• Source text
○ ○ ○ ○

The positive relationship observed between education and church attendance does not extend to other aspects of religious experience. People with more education distinguish between formal participation in religious organizations and acceptance of religious worldviews in other aspects of their lives (Schieman, 2011). Glaeser and Sacerdote (2008) conclude that education increases social skills that enhance the utility of social activities such as going to church, but also emphasizes secular beliefs at odds with a religious worldview. The positive relationship between education and church attendance on the one hand, and the negative relationship between education and other aspects of religion such as belief and use of religious views in everyday decision making on the other, suggests compartmentalization. But the relationship between education and religious characteristics varies by religious tradition (McFarland, Wright, and Weakliem, 2011). For example, the positive relationship between religiosity and education is present among evangelical Protestants, Black Protestants, and Catholics, but not among mainline Protestants.
Another relevant line of research demonstrates that religious affiliation is associated with a wide variety of social characteristics including marriage, childbearing, women’s labor force participation, and earnings. Lehrer (2004) argues that religion alters the perceived costs and benefits of engaging in different types of social activities. Moreover, religiosity accentuates the effects of religious affiliation. Theological emphasis on family and socioeconomic achievement alter the importance people place on choices they make. Scholars have paid less attention to the relationship between education and these social behaviors within religious communities. If the relationship between education and religiosity is shifting, then the relationship between education and related social characteristics may also change.

○ ○ ○ ○

• Material
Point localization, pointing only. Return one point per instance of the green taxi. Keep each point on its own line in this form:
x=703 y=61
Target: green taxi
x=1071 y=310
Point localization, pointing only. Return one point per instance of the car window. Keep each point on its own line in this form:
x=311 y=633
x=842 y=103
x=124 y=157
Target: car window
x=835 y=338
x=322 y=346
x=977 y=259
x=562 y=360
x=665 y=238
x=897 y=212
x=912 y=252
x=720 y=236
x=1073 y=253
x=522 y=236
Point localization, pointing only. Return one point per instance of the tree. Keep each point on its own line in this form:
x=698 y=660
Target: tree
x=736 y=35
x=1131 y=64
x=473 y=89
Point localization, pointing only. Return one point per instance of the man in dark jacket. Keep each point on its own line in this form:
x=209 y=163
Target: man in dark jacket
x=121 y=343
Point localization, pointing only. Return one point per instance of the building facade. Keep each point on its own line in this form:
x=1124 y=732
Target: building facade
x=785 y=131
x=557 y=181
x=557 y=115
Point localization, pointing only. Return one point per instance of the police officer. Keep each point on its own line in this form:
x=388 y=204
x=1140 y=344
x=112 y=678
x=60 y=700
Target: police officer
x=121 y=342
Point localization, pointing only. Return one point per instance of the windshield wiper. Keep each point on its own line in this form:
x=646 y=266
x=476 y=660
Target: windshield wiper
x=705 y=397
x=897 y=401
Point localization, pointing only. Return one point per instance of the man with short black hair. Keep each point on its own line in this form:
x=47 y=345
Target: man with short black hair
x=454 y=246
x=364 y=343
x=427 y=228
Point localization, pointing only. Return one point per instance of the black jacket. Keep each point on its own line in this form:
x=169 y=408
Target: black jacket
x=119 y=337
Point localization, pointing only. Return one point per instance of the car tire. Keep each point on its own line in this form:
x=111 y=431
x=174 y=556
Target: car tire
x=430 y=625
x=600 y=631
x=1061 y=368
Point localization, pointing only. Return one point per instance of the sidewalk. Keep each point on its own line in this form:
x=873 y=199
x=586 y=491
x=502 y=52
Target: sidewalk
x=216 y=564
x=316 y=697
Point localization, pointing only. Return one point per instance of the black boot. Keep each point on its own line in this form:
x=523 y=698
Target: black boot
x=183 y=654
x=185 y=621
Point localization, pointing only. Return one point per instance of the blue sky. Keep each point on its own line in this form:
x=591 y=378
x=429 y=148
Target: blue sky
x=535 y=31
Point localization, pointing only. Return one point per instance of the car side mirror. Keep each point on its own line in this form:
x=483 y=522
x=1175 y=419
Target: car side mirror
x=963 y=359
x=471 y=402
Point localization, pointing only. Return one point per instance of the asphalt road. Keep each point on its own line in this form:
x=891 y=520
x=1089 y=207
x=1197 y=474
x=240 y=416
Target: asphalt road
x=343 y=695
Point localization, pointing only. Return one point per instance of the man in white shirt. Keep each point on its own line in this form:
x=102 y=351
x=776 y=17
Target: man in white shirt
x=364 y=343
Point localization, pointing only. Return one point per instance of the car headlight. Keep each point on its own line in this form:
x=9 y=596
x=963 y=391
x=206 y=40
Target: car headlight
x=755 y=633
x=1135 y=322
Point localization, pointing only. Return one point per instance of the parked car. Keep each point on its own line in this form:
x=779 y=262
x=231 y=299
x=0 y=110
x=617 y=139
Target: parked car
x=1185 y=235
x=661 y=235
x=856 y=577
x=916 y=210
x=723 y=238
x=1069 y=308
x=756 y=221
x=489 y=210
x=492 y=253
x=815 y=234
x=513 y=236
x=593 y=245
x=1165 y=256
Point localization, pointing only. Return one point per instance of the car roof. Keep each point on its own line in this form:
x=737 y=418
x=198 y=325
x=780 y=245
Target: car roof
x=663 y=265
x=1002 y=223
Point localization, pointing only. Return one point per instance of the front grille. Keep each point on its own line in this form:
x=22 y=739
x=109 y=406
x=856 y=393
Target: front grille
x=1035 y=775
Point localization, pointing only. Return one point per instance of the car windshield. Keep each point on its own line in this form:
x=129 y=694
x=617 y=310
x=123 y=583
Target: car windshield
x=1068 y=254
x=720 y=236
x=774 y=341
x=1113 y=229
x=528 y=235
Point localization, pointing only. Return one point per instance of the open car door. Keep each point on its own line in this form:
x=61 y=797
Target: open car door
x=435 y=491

○ ○ ○ ○

Please write out the stretch of the education and religion passage above from "Another relevant line" through "may also change.", word for word.

Another relevant line of research demonstrates that religious affiliation is associated with a wide variety of social characteristics including marriage, childbearing, women’s labor force participation, and earnings. Lehrer (2004) argues that religion alters the perceived costs and benefits of engaging in different types of social activities. Moreover, religiosity accentuates the effects of religious affiliation. Theological emphasis on family and socioeconomic achievement alter the importance people place on choices they make. Scholars have paid less attention to the relationship between education and these social behaviors within religious communities. If the relationship between education and religiosity is shifting, then the relationship between education and related social characteristics may also change.